# [BRANO PROPOSTO]
------------------------------------

Dalla Macelleria al Sali e Tabacchi

Una Macelleria e la tradizione del Maiale

 Di seguito, troviamo un locale che da sempre e fino a poco tempo fa ha ospitato una macelleria.
Negli anni si sono succeduti vari gestori ma soprattutto sono cambiati, nel senso dell’ammodernamento, i sistemi di conduzione.
All’epoca dei primi gestori, i fratelli Giuseppe e Pietro Mazzotta, le carni, di provenienza da allevamenti locali, erano appesi “a quarti” con degli enormi ganci e quindi a vista degli avventori.
La testa dell’animale, era addirittura appesa all’esterno a indicare la qualità e il tipo (vitello, agnello ecc.) di prodotto.
Ricordo ancora il sangue che colava dalla testa dei capretti o agnelli appesi e che scorreva in rivoli lungo la strada.
Da questo sistema, per quanto di sapore macabro - folkloristico, si è man mano passati agli attuali metodi dettati dalle norme igieniche e professionali, sono arrivati i grandi Frigoriferi.

------------------------------------

# [VOCI FORNITE]

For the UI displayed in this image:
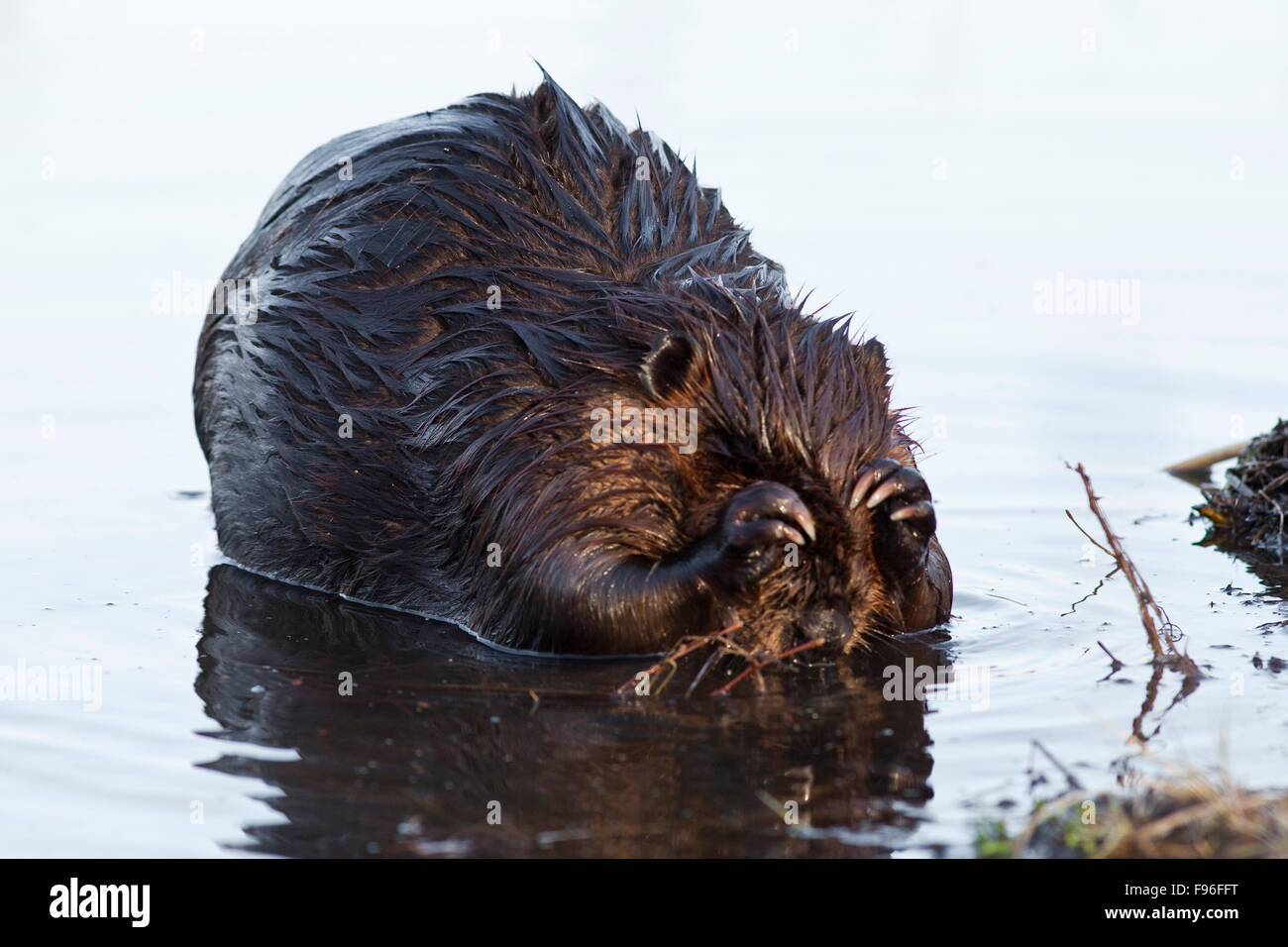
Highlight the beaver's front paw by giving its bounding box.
[695,481,815,592]
[850,458,935,581]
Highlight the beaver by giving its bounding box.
[193,69,952,655]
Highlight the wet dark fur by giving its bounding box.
[194,71,950,653]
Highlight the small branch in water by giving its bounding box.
[1065,464,1203,678]
[1096,642,1124,674]
[615,621,742,693]
[1033,740,1082,789]
[1064,510,1118,559]
[984,591,1029,608]
[711,638,824,697]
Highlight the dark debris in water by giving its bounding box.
[1194,419,1288,556]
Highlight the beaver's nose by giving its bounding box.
[798,607,854,648]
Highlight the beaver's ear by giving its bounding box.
[859,339,890,388]
[640,333,702,399]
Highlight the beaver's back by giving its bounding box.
[194,76,786,623]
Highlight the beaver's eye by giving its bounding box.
[640,333,700,401]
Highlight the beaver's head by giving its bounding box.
[618,300,952,652]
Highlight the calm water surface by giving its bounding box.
[0,0,1288,857]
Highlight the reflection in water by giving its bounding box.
[196,566,947,857]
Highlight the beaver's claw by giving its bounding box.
[850,458,935,579]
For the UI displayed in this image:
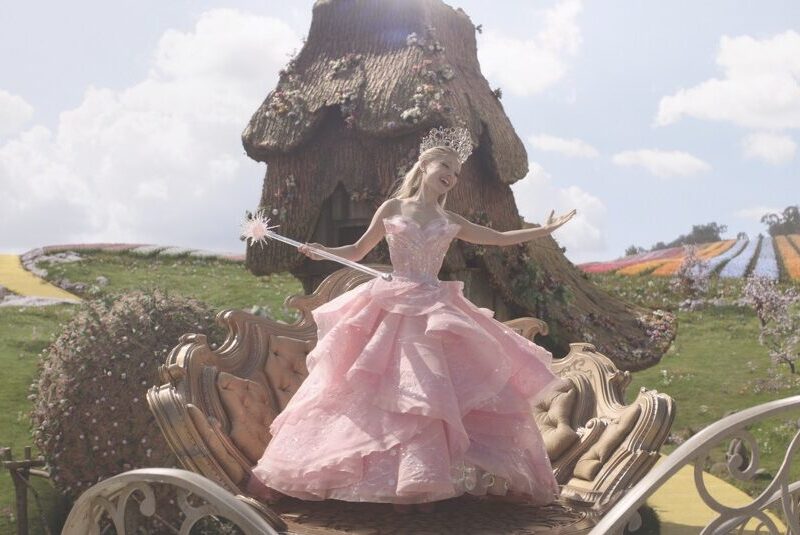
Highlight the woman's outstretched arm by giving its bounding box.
[297,199,399,262]
[448,210,577,246]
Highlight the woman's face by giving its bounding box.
[422,155,461,195]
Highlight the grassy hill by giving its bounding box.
[0,252,800,533]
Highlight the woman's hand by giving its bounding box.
[297,243,325,260]
[542,209,578,232]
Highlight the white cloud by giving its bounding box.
[511,162,607,264]
[528,134,600,158]
[478,0,583,96]
[0,9,300,250]
[655,31,800,129]
[742,132,797,165]
[734,206,783,223]
[612,149,711,177]
[0,89,33,136]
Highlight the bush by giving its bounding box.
[31,291,222,514]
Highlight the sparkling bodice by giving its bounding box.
[383,214,460,284]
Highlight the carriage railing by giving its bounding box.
[62,468,282,535]
[590,396,800,535]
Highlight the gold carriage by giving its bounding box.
[112,269,675,534]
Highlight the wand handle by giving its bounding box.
[266,230,392,281]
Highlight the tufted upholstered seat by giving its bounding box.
[147,266,674,533]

------------------------------------

# [CONSEGNA]
Ricopia il passo del brano sulla macelleria a partire da "Di seguito, troviamo" e fino a "lungo la strada.".

# [SOLUZIONE]
Di seguito, troviamo un locale che da sempre e fino a poco tempo fa ha ospitato una macelleria.
Negli anni si sono succeduti vari gestori ma soprattutto sono cambiati, nel senso dell’ammodernamento, i sistemi di conduzione.
All’epoca dei primi gestori, i fratelli Giuseppe e Pietro Mazzotta, le carni, di provenienza da allevamenti locali, erano appesi “a quarti” con degli enormi ganci e quindi a vista degli avventori.
La testa dell’animale, era addirittura appesa all’esterno a indicare la qualità e il tipo (vitello, agnello ecc.) di prodotto.
Ricordo ancora il sangue che colava dalla testa dei capretti o agnelli appesi e che scorreva in rivoli lungo la strada.